# Extract provided
HINT: if you overdose the baby Jiggly Christ or neglect it will die a nasty death, so whatever you do not DO IT!

PS CHRISTIANS: don't vote low just because your puny beliefs can't accept the fact that i made a game about a Jiggly Christ! it's not really jesus, it's the Celebémon messiah, so stop being dicks!"

Reviews


jackass-QXjackass-QX

Rated 5 / 5 stars

yo, chapster

ive bin thinking 4 more pokemon and
jiggly crist has an enemy: anti-jiggly christ
butt now the enemy of wiggly god will be:
wiggly devil, as new attack: demon-army.

in da pokemonshow its self they have pokemon that evolut 2 times


People find this review helpful!

JaCkA55jeFFJaCkA55jeFF

Rated 5 / 5 stars

I HATE JIGGLYPUFF!!!!

thanks for making this game...seeing jigglyouuf get tortured and shit makes me happy....



Eskimobob856Eskimobob856

Rated 5 / 5 stars

fuck any body who said this was offensive

this was awesome just like crucify me jesus. so stop being a buncha pussys



EKYOEKYO

Rated 3.5 / 5 stars

Not bad, but I think it could be better.

I'm not a fan of Pokemon, nor am I a religious person... so I thought this was pretty fun. It's a little bland though, you should have an 'excerise' option and have Jiggly Christ run across water and if you make him run too much, he trips and drowns; just a small idea. But, yeah, you should add more activities to it and some changeable backgrounds and music, some sound effects with the actions and what not.

# Data excerpts
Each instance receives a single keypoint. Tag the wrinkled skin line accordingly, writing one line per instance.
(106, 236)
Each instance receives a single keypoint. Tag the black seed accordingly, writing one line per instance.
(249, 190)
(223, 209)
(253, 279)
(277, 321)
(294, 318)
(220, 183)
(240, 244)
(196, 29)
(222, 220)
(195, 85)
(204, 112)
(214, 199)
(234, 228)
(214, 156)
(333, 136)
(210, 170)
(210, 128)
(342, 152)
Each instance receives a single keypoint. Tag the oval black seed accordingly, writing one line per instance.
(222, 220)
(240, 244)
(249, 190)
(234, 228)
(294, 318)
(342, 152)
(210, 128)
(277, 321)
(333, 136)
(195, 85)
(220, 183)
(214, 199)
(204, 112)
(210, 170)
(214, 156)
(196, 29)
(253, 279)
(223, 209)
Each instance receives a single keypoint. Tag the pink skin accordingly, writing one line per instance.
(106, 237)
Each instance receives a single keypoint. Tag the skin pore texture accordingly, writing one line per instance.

# Problem requirements
Could you copy the Jiggly Christ game page above, its hint and all its reviews, word for word from start to finish?

# Solution to this exercise
HINT: if you overdose the baby Jiggly Christ or neglect it will die a nasty death, so whatever you do not DO IT!

PS CHRISTIANS: don't vote low just because your puny beliefs can't accept the fact that i made a game about a Jiggly Christ! it's not really jesus, it's the Celebémon messiah, so stop being dicks!"

Reviews


jackass-QXjackass-QX

Rated 5 / 5 stars

yo, chapster

ive bin thinking 4 more pokemon and
jiggly crist has an enemy: anti-jiggly christ
butt now the enemy of wiggly god will be:
wiggly devil, as new attack: demon-army.

in da pokemonshow its self they have pokemon that evolut 2 times


People find this review helpful!

JaCkA55jeFFJaCkA55jeFF

Rated 5 / 5 stars

I HATE JIGGLYPUFF!!!!

thanks for making this game...seeing jigglyouuf get tortured and shit makes me happy....



Eskimobob856Eskimobob856

Rated 5 / 5 stars

fuck any body who said this was offensive

this was awesome just like crucify me jesus. so stop being a buncha pussys



EKYOEKYO

Rated 3.5 / 5 stars

Not bad, but I think it could be better.

I'm not a fan of Pokemon, nor am I a religious person... so I thought this was pretty fun. It's a little bland though, you should have an 'excerise' option and have Jiggly Christ run across water and if you make him run too much, he trips and drowns; just a small idea. But, yeah, you should add more activities to it and some changeable backgrounds and music, some sound effects with the actions and what not.